* _Records for this task_:
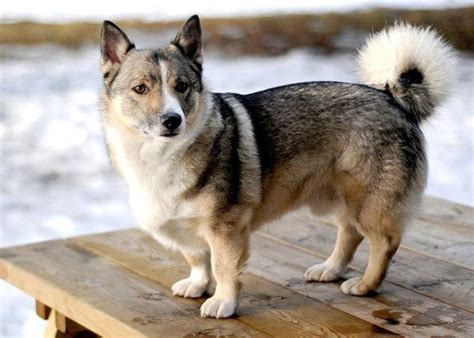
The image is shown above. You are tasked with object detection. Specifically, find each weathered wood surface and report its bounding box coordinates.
[0,197,474,337]
[0,235,391,337]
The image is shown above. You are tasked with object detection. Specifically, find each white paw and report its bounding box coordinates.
[341,277,375,296]
[171,277,209,298]
[201,296,237,318]
[304,263,344,282]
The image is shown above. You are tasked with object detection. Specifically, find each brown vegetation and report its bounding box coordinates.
[0,6,474,55]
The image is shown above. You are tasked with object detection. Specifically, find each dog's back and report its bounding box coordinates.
[101,16,454,318]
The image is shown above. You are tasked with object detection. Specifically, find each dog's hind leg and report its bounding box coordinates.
[201,224,250,318]
[171,251,211,298]
[341,211,403,296]
[305,216,363,282]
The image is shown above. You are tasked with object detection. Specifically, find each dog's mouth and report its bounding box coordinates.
[160,131,179,137]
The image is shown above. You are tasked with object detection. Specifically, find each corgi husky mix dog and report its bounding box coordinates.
[101,16,455,318]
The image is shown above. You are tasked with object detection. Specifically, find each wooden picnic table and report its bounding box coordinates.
[0,197,474,337]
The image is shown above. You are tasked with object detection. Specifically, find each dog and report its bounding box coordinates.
[101,15,456,318]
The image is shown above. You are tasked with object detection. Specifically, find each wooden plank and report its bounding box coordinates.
[248,233,474,336]
[35,300,51,320]
[0,241,265,337]
[70,230,474,335]
[44,310,66,338]
[417,195,474,230]
[261,211,474,312]
[71,230,389,336]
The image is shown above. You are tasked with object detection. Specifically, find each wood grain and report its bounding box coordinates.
[248,234,474,336]
[0,241,265,337]
[71,230,390,336]
[260,210,474,312]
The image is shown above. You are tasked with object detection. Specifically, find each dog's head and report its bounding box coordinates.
[101,15,204,139]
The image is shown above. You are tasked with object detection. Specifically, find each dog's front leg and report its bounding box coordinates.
[171,251,211,298]
[201,224,249,318]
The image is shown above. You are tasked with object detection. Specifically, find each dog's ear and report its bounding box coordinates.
[171,15,202,65]
[100,21,135,78]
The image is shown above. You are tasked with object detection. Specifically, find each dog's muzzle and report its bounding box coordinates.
[160,112,183,137]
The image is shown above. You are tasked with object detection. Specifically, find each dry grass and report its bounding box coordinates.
[0,6,474,55]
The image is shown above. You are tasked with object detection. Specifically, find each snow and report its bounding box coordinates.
[0,36,474,337]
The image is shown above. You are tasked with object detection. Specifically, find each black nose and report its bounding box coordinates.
[160,113,182,130]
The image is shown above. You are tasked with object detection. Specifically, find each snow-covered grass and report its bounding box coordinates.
[0,42,474,337]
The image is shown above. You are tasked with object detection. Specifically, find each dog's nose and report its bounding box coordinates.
[160,112,182,130]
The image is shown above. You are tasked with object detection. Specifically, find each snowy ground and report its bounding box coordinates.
[0,37,474,337]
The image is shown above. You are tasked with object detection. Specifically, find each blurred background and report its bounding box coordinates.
[0,0,474,337]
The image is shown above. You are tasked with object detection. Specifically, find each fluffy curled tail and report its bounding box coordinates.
[359,23,456,122]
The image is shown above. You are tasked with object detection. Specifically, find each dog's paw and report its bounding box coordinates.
[304,263,343,282]
[341,277,375,296]
[201,296,237,318]
[171,277,209,298]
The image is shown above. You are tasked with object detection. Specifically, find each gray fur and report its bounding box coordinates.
[98,17,450,317]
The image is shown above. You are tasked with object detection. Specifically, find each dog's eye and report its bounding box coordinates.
[174,81,189,94]
[132,84,148,94]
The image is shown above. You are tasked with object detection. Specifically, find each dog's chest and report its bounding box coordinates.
[108,128,199,233]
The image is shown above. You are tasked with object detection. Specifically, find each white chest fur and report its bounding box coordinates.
[106,127,206,251]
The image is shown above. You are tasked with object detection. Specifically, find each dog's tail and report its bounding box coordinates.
[359,23,456,123]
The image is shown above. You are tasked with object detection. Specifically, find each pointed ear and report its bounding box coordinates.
[100,21,135,77]
[171,15,202,65]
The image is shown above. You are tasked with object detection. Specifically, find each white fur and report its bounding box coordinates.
[359,23,456,104]
[160,61,186,132]
[105,93,212,252]
[171,266,211,298]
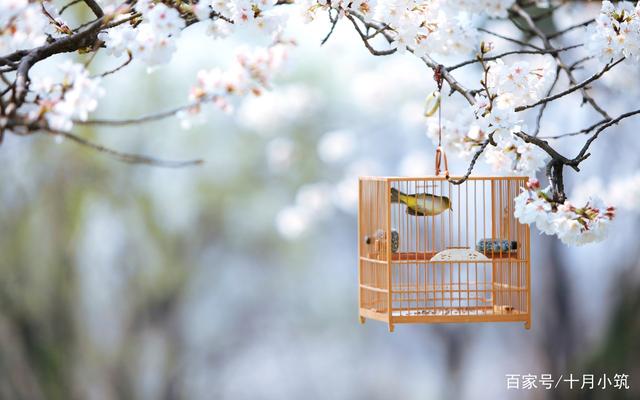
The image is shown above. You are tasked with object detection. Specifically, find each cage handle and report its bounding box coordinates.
[433,64,449,179]
[436,146,449,178]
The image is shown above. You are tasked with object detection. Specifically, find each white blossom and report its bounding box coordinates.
[514,179,615,246]
[24,61,104,131]
[585,1,640,64]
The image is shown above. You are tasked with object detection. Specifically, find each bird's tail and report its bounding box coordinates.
[391,188,404,203]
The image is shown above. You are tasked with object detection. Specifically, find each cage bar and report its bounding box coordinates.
[358,177,531,331]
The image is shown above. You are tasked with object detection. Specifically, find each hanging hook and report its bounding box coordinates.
[436,146,449,179]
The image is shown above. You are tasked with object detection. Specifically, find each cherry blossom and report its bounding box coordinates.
[181,42,288,122]
[585,1,640,64]
[514,179,616,246]
[24,61,104,131]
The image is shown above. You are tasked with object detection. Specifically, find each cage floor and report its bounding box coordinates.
[392,308,524,317]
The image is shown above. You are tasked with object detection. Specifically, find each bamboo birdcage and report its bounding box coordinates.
[358,176,531,332]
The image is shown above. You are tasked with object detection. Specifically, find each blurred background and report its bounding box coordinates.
[0,1,640,400]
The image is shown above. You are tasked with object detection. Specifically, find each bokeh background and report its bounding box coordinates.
[0,1,640,400]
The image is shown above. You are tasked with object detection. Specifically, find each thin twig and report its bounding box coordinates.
[58,0,82,15]
[447,138,493,185]
[478,28,544,51]
[515,57,624,112]
[547,18,596,39]
[347,15,396,56]
[511,4,611,118]
[91,51,133,78]
[73,101,204,126]
[320,8,340,46]
[447,44,584,71]
[42,129,204,168]
[533,67,560,136]
[572,110,640,163]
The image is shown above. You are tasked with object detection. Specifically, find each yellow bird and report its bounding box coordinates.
[391,188,453,217]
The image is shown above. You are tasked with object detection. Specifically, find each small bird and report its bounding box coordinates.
[391,188,453,217]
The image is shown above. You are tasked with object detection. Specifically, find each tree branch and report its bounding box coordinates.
[84,0,104,18]
[41,128,204,168]
[515,57,624,112]
[447,44,583,71]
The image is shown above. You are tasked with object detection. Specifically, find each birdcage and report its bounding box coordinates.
[358,176,531,332]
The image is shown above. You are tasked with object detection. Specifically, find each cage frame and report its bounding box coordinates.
[358,175,531,332]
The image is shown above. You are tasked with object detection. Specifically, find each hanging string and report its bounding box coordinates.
[433,64,449,179]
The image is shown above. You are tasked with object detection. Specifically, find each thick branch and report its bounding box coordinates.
[512,4,610,118]
[447,44,583,71]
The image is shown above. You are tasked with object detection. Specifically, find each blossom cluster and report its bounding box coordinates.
[305,0,514,56]
[427,60,551,176]
[181,42,287,127]
[514,179,615,246]
[585,1,640,64]
[193,0,285,38]
[22,61,104,131]
[99,0,185,66]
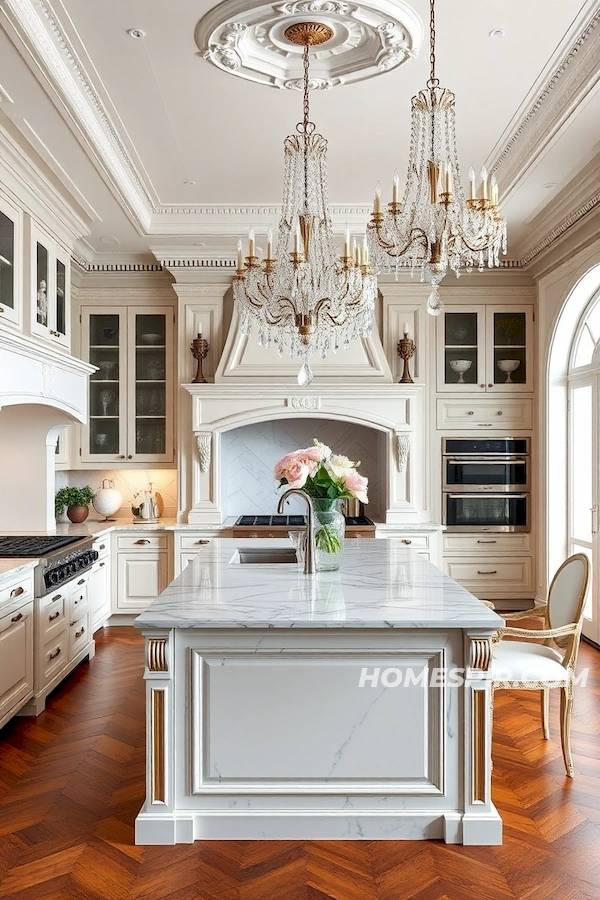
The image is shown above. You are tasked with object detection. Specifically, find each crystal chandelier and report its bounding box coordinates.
[368,0,506,316]
[233,22,377,385]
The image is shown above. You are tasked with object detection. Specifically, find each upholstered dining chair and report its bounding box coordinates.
[492,553,590,778]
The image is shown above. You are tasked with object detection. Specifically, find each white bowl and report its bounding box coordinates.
[498,359,521,372]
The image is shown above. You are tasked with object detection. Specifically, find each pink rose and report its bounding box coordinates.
[346,472,369,503]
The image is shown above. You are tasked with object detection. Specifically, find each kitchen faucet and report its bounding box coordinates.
[277,488,317,575]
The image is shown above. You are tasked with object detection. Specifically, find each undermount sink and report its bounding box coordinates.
[231,547,298,566]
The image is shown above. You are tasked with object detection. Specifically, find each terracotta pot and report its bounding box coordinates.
[67,506,90,525]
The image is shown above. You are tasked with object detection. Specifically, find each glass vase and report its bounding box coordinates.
[312,498,346,572]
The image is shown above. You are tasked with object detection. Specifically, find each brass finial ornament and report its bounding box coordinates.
[233,16,377,387]
[283,22,333,47]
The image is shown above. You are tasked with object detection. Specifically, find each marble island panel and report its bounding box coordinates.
[136,538,503,630]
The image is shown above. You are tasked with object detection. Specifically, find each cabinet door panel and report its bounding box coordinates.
[0,602,33,724]
[117,550,168,611]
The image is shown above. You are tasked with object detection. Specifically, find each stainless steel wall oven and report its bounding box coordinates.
[442,437,531,531]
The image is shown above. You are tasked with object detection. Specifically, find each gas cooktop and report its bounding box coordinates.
[0,534,82,559]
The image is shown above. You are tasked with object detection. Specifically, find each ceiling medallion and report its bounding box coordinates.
[233,22,377,386]
[195,0,423,90]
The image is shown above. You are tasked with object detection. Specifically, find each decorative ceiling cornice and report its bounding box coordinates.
[489,7,600,194]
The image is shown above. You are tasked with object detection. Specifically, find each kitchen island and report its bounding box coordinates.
[136,539,503,844]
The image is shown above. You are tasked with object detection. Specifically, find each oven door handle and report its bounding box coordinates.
[444,491,529,500]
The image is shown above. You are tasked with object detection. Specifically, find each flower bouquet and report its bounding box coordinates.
[275,438,369,571]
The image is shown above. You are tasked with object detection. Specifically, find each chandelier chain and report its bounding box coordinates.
[427,0,439,87]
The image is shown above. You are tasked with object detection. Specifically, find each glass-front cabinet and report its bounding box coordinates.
[81,307,173,465]
[438,306,533,393]
[31,225,70,346]
[0,195,23,325]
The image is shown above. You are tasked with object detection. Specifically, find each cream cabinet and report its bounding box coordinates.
[80,306,175,468]
[0,190,23,327]
[30,223,71,348]
[112,530,169,613]
[0,570,34,727]
[437,304,533,394]
[88,535,111,634]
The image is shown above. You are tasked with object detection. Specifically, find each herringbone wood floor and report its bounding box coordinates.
[0,628,600,900]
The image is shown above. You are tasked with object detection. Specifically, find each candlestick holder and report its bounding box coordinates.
[397,331,417,384]
[190,334,210,384]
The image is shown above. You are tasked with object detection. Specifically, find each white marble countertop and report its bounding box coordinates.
[136,538,503,629]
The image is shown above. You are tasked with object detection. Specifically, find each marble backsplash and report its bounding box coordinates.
[221,419,386,519]
[56,469,177,522]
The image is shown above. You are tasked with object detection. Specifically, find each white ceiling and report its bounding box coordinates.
[0,0,600,266]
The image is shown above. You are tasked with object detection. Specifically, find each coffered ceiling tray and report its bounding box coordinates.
[196,0,423,90]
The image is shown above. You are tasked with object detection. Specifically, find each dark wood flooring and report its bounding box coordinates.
[0,628,600,900]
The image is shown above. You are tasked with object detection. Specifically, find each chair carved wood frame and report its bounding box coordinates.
[491,553,590,778]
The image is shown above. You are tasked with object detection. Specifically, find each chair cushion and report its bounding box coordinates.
[492,640,567,682]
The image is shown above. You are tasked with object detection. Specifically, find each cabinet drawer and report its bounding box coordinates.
[69,612,91,659]
[443,533,531,556]
[0,600,33,723]
[117,531,167,550]
[437,398,533,431]
[41,625,69,691]
[0,569,33,607]
[444,556,533,596]
[92,536,110,559]
[179,534,212,550]
[38,592,68,640]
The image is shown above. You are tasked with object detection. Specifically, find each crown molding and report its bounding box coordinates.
[488,2,600,202]
[2,0,154,234]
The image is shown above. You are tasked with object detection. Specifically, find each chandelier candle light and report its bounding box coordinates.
[233,22,377,386]
[368,0,506,316]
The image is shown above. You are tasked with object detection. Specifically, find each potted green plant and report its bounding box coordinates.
[54,484,94,524]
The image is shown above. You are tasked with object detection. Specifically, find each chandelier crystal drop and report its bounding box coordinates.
[233,22,377,386]
[368,0,506,316]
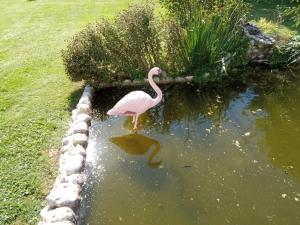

* _Aim_: Reproduce word for word the lines starting with the line that contains "bouquet and report its bounding box coordinates." and going on through the line that contains "[427,0,439,87]".

* _Exercise output_:
The image is shown above. You are tasked with object detection. Specifically, find each flower bouquet and report its bounding box coordinates.
[275,438,369,571]
The image is shown above. You are tasked with object detection. Specifically, find each chandelier chain and report its bounding box coordinates.
[427,0,439,87]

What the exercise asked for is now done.